■ ROWS:
- - - - - - -

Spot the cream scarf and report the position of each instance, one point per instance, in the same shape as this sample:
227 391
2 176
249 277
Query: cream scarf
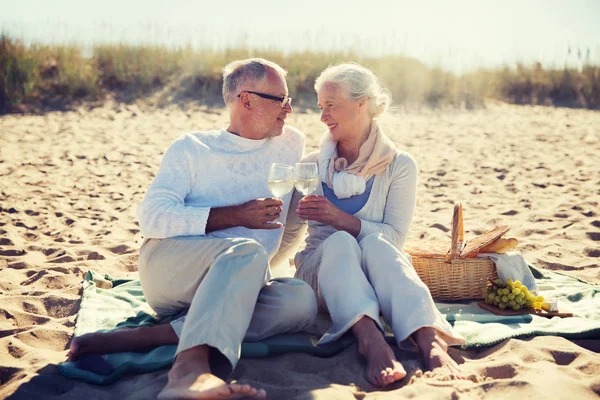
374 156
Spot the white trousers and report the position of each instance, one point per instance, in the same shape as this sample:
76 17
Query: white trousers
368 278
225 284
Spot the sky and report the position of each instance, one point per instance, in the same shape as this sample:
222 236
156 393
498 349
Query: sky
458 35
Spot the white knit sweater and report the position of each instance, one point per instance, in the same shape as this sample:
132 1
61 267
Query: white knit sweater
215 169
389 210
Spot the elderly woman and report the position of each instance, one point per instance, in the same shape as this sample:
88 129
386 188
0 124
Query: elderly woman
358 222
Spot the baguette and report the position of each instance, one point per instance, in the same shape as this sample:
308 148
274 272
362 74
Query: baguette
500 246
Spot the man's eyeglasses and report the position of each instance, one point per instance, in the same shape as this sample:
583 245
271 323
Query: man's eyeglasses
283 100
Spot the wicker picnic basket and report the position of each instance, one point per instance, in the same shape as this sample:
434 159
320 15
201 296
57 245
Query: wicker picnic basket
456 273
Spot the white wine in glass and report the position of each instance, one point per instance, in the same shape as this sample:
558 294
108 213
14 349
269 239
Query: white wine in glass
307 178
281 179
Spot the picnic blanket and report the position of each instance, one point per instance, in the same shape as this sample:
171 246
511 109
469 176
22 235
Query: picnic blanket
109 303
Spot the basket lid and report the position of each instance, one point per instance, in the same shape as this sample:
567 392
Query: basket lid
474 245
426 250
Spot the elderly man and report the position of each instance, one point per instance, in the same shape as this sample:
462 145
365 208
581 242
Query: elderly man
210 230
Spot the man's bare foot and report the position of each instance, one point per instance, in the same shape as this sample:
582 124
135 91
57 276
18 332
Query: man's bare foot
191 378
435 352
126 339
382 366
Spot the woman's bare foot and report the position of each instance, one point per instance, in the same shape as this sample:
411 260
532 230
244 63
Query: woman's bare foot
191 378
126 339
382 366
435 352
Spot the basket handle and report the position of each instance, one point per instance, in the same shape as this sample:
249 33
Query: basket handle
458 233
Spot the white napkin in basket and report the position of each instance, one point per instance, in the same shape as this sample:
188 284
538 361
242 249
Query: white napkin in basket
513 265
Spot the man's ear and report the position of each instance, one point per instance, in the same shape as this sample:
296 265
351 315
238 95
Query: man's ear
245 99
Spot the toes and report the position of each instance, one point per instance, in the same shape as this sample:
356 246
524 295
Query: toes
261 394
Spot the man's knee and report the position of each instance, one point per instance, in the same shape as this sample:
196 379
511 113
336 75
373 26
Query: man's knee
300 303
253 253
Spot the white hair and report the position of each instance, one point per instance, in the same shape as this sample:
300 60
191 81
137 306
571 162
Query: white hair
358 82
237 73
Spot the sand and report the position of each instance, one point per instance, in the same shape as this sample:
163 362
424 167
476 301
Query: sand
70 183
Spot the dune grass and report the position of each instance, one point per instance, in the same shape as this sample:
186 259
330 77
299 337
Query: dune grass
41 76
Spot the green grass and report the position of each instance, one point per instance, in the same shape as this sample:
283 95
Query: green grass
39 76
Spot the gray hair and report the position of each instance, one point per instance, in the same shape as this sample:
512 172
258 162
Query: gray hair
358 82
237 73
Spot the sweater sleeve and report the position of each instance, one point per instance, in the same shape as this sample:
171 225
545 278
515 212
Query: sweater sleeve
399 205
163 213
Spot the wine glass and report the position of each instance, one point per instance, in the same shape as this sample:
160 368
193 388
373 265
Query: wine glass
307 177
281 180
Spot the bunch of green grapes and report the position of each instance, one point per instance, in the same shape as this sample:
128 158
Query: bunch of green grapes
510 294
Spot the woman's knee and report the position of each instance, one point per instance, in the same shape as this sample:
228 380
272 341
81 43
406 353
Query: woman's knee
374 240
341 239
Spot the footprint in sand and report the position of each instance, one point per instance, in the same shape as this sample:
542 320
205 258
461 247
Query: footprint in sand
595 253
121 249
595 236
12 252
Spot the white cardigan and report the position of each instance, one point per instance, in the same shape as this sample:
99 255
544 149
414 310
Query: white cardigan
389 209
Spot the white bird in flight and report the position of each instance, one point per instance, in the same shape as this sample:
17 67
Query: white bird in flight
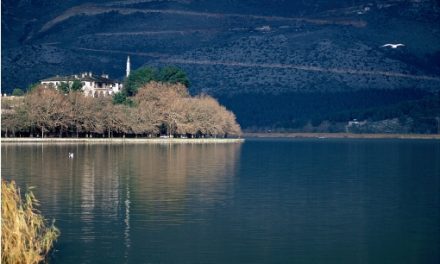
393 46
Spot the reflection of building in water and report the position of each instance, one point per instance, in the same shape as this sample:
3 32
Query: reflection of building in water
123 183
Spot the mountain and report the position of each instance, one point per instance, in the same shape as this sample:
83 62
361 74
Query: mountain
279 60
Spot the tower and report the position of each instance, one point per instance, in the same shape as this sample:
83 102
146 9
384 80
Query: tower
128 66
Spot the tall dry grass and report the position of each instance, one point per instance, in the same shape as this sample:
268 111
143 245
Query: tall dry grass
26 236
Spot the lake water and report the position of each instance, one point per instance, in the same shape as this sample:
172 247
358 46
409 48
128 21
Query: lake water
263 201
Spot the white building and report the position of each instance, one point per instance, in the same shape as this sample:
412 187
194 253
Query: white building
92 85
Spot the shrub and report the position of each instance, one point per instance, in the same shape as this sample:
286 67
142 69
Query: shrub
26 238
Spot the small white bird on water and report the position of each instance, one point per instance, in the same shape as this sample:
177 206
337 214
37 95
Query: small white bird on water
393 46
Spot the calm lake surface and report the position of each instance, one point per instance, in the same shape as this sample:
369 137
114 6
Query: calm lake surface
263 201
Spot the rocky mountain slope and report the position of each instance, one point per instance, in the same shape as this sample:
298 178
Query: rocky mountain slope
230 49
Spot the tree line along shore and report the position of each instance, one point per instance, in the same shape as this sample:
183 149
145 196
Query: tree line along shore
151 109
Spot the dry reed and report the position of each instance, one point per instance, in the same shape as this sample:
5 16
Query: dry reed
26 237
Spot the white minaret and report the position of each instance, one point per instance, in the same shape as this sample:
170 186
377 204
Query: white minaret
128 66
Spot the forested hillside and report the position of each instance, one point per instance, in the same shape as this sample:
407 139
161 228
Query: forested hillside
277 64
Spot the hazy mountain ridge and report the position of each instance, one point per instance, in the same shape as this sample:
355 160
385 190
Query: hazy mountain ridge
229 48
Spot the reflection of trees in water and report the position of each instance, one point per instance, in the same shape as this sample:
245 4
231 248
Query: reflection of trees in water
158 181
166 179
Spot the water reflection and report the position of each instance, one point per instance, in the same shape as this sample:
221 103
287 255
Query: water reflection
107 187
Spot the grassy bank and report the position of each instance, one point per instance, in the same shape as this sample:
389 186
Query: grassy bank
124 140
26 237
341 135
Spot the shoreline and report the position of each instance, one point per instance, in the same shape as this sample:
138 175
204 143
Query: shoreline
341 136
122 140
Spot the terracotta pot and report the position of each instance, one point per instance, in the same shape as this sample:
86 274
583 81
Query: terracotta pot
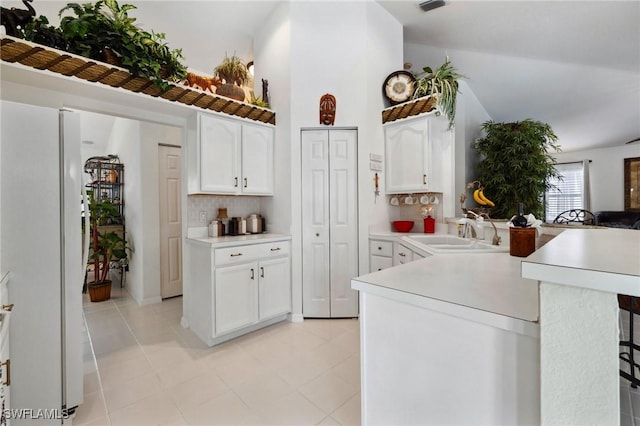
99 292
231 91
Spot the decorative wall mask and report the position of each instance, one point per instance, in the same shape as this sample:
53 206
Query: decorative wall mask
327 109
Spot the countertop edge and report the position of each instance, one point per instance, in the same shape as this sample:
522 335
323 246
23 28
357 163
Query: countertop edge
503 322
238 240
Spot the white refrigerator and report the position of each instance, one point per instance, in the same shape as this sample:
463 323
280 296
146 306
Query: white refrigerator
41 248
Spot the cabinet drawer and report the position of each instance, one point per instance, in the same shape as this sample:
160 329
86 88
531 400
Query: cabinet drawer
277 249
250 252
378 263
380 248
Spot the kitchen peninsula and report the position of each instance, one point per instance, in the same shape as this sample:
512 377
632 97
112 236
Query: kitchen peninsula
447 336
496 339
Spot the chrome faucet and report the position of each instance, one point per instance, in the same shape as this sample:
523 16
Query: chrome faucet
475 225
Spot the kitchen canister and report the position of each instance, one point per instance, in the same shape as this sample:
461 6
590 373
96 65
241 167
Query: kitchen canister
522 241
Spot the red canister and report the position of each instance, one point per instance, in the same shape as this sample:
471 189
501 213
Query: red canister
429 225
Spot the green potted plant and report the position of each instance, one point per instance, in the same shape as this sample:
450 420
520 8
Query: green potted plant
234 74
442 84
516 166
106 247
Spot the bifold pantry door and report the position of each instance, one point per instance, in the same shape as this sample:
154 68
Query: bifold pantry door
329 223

- - - - - - -

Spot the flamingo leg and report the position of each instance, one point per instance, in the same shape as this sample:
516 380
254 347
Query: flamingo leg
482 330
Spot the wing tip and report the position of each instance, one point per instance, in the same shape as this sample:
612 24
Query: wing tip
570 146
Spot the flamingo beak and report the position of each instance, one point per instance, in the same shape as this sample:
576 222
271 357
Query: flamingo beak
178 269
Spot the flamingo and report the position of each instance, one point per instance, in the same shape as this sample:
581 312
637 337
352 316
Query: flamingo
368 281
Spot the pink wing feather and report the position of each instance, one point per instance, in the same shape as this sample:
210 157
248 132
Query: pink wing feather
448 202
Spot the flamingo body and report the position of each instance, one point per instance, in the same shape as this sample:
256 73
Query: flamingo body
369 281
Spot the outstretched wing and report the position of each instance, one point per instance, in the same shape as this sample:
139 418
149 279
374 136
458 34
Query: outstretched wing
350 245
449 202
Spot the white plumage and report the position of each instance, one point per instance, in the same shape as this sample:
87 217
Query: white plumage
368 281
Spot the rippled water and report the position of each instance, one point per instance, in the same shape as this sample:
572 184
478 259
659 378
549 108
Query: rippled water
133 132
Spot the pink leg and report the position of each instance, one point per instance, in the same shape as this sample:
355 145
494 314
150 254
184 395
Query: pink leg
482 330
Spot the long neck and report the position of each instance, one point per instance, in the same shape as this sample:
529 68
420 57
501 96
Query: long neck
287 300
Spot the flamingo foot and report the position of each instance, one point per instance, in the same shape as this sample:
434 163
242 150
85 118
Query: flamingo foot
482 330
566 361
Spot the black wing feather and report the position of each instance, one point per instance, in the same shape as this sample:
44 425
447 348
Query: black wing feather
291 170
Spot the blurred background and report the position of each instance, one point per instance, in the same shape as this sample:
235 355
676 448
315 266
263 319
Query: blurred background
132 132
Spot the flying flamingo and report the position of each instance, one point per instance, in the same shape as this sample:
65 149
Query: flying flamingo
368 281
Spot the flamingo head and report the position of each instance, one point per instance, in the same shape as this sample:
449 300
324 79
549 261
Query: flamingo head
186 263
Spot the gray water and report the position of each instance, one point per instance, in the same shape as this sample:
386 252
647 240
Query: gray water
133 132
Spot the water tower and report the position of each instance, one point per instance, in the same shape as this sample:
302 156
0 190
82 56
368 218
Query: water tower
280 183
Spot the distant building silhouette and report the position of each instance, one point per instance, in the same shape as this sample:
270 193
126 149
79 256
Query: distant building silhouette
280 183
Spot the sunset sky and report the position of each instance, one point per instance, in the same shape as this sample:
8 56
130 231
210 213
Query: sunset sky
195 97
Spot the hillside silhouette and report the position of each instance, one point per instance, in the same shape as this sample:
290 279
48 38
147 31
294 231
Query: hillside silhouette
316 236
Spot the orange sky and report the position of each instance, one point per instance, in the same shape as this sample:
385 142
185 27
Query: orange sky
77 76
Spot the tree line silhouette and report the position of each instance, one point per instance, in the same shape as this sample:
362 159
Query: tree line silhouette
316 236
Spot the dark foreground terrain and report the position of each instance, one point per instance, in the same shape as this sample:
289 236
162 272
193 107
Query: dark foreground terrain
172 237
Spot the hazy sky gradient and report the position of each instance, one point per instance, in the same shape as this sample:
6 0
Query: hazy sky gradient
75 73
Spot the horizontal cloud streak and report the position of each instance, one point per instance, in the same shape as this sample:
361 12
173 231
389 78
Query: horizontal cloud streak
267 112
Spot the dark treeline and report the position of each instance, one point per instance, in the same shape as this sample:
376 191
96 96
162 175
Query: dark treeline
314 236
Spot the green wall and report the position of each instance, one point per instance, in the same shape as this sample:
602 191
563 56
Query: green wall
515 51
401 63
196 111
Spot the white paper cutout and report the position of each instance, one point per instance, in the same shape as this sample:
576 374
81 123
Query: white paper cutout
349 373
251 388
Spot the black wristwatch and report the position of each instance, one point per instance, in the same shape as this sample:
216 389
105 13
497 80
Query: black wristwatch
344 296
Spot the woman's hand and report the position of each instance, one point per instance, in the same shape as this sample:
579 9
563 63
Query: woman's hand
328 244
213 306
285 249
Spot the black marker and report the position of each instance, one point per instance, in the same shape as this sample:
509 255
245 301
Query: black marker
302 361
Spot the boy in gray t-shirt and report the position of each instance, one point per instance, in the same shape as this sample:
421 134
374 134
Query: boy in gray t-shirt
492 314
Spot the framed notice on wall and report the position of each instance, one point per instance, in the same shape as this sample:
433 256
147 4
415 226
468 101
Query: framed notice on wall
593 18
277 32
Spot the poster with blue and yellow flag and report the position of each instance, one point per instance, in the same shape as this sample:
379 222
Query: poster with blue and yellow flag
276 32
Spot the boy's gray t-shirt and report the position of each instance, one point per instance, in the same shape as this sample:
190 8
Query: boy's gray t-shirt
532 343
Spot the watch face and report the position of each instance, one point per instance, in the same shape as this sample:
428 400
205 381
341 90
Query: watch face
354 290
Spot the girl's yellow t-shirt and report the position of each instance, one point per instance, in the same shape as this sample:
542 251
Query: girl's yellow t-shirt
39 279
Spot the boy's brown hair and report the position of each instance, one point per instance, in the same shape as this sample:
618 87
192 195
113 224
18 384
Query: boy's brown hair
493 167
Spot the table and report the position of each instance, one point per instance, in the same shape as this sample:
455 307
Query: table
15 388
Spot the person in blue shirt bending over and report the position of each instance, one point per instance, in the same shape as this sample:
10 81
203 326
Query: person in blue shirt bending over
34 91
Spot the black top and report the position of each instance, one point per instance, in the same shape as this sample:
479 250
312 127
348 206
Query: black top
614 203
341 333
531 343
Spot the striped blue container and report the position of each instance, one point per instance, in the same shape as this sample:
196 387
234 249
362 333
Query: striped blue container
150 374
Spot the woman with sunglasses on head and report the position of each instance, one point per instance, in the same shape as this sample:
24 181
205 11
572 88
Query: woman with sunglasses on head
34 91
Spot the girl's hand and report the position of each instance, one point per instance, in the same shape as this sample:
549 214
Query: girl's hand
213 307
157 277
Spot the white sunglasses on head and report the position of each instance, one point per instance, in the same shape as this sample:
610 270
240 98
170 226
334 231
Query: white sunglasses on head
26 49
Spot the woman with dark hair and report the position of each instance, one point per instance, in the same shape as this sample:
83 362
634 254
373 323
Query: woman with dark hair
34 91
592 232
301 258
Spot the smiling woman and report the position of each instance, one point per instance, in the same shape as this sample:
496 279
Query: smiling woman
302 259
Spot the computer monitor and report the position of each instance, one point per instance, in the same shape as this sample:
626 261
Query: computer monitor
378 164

- - - - - - -

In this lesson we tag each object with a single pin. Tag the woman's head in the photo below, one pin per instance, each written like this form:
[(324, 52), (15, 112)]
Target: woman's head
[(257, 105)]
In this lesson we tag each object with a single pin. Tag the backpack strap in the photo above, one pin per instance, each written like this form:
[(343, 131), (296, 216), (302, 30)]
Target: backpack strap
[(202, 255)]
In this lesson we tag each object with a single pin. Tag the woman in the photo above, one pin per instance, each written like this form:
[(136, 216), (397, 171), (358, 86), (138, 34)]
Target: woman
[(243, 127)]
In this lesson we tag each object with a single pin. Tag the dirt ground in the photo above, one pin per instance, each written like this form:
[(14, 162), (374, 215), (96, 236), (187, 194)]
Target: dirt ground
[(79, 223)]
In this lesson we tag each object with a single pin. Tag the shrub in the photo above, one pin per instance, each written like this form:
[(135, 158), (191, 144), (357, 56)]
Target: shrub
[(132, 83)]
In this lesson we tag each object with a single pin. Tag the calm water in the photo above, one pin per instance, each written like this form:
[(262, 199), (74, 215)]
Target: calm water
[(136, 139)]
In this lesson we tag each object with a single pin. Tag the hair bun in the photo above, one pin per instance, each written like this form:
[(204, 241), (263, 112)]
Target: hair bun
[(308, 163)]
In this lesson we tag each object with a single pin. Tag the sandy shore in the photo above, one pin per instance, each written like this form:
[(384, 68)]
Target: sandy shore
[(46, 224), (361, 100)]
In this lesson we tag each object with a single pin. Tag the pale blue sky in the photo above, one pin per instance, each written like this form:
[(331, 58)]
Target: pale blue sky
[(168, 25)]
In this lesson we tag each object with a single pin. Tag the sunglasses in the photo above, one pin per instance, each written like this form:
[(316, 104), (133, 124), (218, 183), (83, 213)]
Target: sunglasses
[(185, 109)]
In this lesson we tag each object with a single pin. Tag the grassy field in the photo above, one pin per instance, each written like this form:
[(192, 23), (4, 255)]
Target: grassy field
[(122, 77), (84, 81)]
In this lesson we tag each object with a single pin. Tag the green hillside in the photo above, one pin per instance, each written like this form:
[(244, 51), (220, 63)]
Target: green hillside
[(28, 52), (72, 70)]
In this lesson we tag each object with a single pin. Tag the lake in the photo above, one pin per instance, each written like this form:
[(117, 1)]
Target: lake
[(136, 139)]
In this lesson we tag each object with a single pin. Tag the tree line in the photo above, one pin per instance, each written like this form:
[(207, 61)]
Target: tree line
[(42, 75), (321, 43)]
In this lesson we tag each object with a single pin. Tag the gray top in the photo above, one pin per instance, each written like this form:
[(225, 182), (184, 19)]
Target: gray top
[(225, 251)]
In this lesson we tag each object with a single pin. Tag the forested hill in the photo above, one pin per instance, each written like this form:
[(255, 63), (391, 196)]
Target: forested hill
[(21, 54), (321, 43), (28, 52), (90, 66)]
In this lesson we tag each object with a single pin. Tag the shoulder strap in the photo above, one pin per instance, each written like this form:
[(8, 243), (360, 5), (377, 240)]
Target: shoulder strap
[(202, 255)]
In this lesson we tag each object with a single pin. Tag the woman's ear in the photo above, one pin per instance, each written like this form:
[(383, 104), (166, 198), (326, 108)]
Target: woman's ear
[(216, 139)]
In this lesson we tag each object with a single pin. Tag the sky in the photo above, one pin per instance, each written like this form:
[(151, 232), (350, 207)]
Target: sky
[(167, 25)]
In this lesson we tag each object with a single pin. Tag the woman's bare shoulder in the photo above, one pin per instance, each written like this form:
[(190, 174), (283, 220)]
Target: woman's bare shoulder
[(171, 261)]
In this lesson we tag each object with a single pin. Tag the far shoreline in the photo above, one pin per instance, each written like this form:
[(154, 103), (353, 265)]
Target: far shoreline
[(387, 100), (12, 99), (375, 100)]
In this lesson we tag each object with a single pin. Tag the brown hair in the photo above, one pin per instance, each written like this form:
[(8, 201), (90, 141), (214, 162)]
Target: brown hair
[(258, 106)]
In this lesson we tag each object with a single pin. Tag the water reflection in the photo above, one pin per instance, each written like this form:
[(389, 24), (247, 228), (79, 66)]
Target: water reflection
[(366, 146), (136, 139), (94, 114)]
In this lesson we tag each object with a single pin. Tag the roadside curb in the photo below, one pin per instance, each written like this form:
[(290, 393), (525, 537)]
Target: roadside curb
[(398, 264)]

- - - - - - -

■ EXERCISE DETAILS:
Collect every line in the records above that contains the string "hillside", matching case exactly.

■ COMPLETE ANSWER:
Spot the forested hillside and report the position of each instance, one point per instance, in the same shape as this sample:
Query: forested hillside
Spot the hillside silhouette and report the position of each instance, one point per instance, in the same shape as this sample:
Query: hillside silhouette
In this lesson we tag each object with a single pin. Tag the green hillside in the photo above, one pin per instance, each written like this form:
Target: green hillside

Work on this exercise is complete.